# Problem to solve
Identical copies of all the records below are needed.

[Collected data entries]
****************

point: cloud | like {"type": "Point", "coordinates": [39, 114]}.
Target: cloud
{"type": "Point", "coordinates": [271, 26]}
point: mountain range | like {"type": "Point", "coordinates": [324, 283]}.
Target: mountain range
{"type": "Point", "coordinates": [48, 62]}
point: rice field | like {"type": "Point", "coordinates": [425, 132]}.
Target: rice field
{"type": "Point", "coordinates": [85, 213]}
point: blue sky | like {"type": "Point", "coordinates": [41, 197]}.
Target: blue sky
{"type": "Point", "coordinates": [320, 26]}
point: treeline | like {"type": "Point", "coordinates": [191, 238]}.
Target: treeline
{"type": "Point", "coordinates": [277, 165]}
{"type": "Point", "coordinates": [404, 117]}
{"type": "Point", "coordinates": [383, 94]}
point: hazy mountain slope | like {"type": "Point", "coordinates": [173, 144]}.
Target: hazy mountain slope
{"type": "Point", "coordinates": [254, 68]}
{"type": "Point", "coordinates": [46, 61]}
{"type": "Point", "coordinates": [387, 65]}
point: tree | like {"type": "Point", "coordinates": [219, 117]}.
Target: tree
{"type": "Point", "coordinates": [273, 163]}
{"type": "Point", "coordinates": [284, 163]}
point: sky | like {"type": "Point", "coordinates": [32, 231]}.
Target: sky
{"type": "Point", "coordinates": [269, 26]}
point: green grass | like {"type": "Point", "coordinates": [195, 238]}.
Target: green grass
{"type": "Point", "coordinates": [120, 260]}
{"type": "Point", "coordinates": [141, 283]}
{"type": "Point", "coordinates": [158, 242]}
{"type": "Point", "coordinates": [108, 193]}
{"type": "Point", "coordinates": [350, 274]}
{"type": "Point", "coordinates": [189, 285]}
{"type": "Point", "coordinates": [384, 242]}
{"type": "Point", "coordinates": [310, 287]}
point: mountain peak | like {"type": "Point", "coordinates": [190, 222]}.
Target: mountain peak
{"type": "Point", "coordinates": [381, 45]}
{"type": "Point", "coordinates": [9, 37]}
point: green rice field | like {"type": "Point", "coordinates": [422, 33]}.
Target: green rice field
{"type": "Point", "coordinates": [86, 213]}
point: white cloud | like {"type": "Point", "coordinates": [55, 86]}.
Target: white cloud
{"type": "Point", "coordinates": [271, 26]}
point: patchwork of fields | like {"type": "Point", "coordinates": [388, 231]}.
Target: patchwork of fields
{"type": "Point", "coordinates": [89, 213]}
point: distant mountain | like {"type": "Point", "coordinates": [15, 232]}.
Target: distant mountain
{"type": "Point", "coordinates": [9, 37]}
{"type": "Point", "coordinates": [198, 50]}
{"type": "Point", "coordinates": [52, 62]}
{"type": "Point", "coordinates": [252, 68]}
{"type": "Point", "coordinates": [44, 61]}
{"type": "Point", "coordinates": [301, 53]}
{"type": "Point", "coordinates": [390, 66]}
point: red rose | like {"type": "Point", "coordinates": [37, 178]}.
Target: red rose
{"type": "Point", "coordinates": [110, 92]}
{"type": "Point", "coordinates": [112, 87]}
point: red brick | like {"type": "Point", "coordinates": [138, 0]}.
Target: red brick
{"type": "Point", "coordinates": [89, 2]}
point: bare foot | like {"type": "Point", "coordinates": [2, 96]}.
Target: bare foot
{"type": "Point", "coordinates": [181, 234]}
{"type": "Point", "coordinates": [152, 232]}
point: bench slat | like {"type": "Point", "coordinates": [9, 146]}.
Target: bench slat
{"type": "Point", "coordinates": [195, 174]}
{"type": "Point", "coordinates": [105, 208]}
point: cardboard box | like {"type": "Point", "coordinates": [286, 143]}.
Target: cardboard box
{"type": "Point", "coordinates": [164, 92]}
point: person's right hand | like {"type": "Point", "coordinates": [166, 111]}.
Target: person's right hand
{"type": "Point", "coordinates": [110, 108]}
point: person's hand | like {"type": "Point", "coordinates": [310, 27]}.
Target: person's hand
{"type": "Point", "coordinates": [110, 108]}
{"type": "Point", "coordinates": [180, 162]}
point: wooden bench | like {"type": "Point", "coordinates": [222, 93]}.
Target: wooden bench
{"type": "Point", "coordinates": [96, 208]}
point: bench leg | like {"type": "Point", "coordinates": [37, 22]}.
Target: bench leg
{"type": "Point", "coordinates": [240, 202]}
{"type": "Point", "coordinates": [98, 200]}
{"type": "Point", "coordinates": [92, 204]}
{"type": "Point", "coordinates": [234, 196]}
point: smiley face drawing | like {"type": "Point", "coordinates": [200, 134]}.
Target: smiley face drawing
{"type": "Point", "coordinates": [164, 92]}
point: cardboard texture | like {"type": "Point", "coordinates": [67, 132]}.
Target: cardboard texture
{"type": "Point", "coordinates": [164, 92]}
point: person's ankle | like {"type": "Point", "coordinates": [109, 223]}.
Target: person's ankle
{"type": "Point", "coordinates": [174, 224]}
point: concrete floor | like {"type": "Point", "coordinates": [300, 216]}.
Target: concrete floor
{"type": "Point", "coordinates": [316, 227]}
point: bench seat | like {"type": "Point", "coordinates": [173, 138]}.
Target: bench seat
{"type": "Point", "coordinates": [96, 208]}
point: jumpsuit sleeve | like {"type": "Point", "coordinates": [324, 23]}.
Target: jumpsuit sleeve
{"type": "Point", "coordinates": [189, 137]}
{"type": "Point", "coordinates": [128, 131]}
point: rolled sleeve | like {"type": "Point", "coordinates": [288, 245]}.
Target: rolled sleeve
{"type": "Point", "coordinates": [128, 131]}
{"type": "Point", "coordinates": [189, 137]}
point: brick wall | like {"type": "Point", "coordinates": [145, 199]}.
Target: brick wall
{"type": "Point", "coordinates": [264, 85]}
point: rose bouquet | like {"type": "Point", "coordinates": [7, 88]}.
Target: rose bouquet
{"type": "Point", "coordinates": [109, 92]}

****************

# Exercise answer
point: cloud | like {"type": "Point", "coordinates": [39, 114]}.
Target: cloud
{"type": "Point", "coordinates": [271, 26]}
point: mountain range | like {"type": "Point", "coordinates": [324, 283]}.
Target: mountain range
{"type": "Point", "coordinates": [48, 62]}
point: rice field | like {"type": "Point", "coordinates": [425, 132]}.
Target: rice field
{"type": "Point", "coordinates": [85, 213]}
point: blue sky | like {"type": "Point", "coordinates": [41, 197]}.
Target: blue sky
{"type": "Point", "coordinates": [320, 26]}
point: treeline | like {"type": "Point", "coordinates": [191, 238]}.
Target: treeline
{"type": "Point", "coordinates": [277, 165]}
{"type": "Point", "coordinates": [404, 117]}
{"type": "Point", "coordinates": [383, 94]}
point: hazy mountain slope | like {"type": "Point", "coordinates": [173, 144]}.
Target: hazy mountain slope
{"type": "Point", "coordinates": [254, 68]}
{"type": "Point", "coordinates": [46, 61]}
{"type": "Point", "coordinates": [387, 65]}
point: tree | like {"type": "Point", "coordinates": [219, 117]}.
Target: tree
{"type": "Point", "coordinates": [273, 163]}
{"type": "Point", "coordinates": [284, 163]}
point: sky | like {"type": "Point", "coordinates": [32, 231]}.
Target: sky
{"type": "Point", "coordinates": [269, 26]}
point: green grass | like {"type": "Point", "coordinates": [195, 238]}.
Target: green grass
{"type": "Point", "coordinates": [120, 260]}
{"type": "Point", "coordinates": [141, 283]}
{"type": "Point", "coordinates": [158, 242]}
{"type": "Point", "coordinates": [108, 193]}
{"type": "Point", "coordinates": [350, 274]}
{"type": "Point", "coordinates": [189, 285]}
{"type": "Point", "coordinates": [384, 242]}
{"type": "Point", "coordinates": [310, 287]}
point: mountain peak | like {"type": "Point", "coordinates": [190, 222]}.
Target: mountain peak
{"type": "Point", "coordinates": [381, 45]}
{"type": "Point", "coordinates": [9, 37]}
point: green rice field | like {"type": "Point", "coordinates": [422, 33]}.
Target: green rice field
{"type": "Point", "coordinates": [86, 213]}
point: white cloud | like {"type": "Point", "coordinates": [55, 86]}.
Target: white cloud
{"type": "Point", "coordinates": [271, 26]}
point: patchwork of fields | like {"type": "Point", "coordinates": [388, 231]}.
Target: patchwork of fields
{"type": "Point", "coordinates": [89, 213]}
point: distant mountain | like {"type": "Point", "coordinates": [15, 232]}.
Target: distant mountain
{"type": "Point", "coordinates": [9, 37]}
{"type": "Point", "coordinates": [198, 50]}
{"type": "Point", "coordinates": [52, 62]}
{"type": "Point", "coordinates": [252, 68]}
{"type": "Point", "coordinates": [44, 61]}
{"type": "Point", "coordinates": [301, 53]}
{"type": "Point", "coordinates": [390, 66]}
point: red rose | like {"type": "Point", "coordinates": [37, 178]}.
Target: red rose
{"type": "Point", "coordinates": [110, 92]}
{"type": "Point", "coordinates": [112, 87]}
point: red brick | like {"type": "Point", "coordinates": [138, 0]}.
Target: red brick
{"type": "Point", "coordinates": [89, 2]}
point: bare foot | like {"type": "Point", "coordinates": [2, 96]}.
Target: bare foot
{"type": "Point", "coordinates": [181, 234]}
{"type": "Point", "coordinates": [152, 232]}
point: bench slat | like {"type": "Point", "coordinates": [9, 146]}.
Target: bench slat
{"type": "Point", "coordinates": [195, 174]}
{"type": "Point", "coordinates": [105, 208]}
point: cardboard box | like {"type": "Point", "coordinates": [286, 143]}.
Target: cardboard box
{"type": "Point", "coordinates": [164, 92]}
point: person's right hand | like {"type": "Point", "coordinates": [166, 111]}.
Target: person's right hand
{"type": "Point", "coordinates": [110, 108]}
point: person's hand | like {"type": "Point", "coordinates": [310, 27]}.
Target: person's hand
{"type": "Point", "coordinates": [110, 108]}
{"type": "Point", "coordinates": [180, 162]}
point: wooden bench | like {"type": "Point", "coordinates": [222, 93]}.
Target: wooden bench
{"type": "Point", "coordinates": [96, 208]}
point: bench leg | like {"type": "Point", "coordinates": [37, 22]}.
Target: bench leg
{"type": "Point", "coordinates": [240, 202]}
{"type": "Point", "coordinates": [98, 200]}
{"type": "Point", "coordinates": [92, 204]}
{"type": "Point", "coordinates": [234, 196]}
point: smiley face drawing | like {"type": "Point", "coordinates": [200, 134]}.
Target: smiley face drawing
{"type": "Point", "coordinates": [164, 92]}
point: cardboard texture | like {"type": "Point", "coordinates": [67, 132]}.
Target: cardboard texture
{"type": "Point", "coordinates": [164, 92]}
point: person's ankle | like {"type": "Point", "coordinates": [109, 223]}.
Target: person's ankle
{"type": "Point", "coordinates": [174, 224]}
point: concrete floor | like {"type": "Point", "coordinates": [300, 216]}.
Target: concrete floor
{"type": "Point", "coordinates": [316, 227]}
point: bench seat | like {"type": "Point", "coordinates": [173, 138]}.
Target: bench seat
{"type": "Point", "coordinates": [96, 208]}
point: jumpsuit sleeve | like {"type": "Point", "coordinates": [324, 23]}.
Target: jumpsuit sleeve
{"type": "Point", "coordinates": [189, 137]}
{"type": "Point", "coordinates": [128, 131]}
point: rolled sleeve | like {"type": "Point", "coordinates": [288, 245]}.
Target: rolled sleeve
{"type": "Point", "coordinates": [128, 131]}
{"type": "Point", "coordinates": [189, 137]}
point: brick wall | like {"type": "Point", "coordinates": [145, 199]}.
Target: brick wall
{"type": "Point", "coordinates": [264, 85]}
point: rose bouquet | like {"type": "Point", "coordinates": [7, 88]}.
Target: rose bouquet
{"type": "Point", "coordinates": [109, 92]}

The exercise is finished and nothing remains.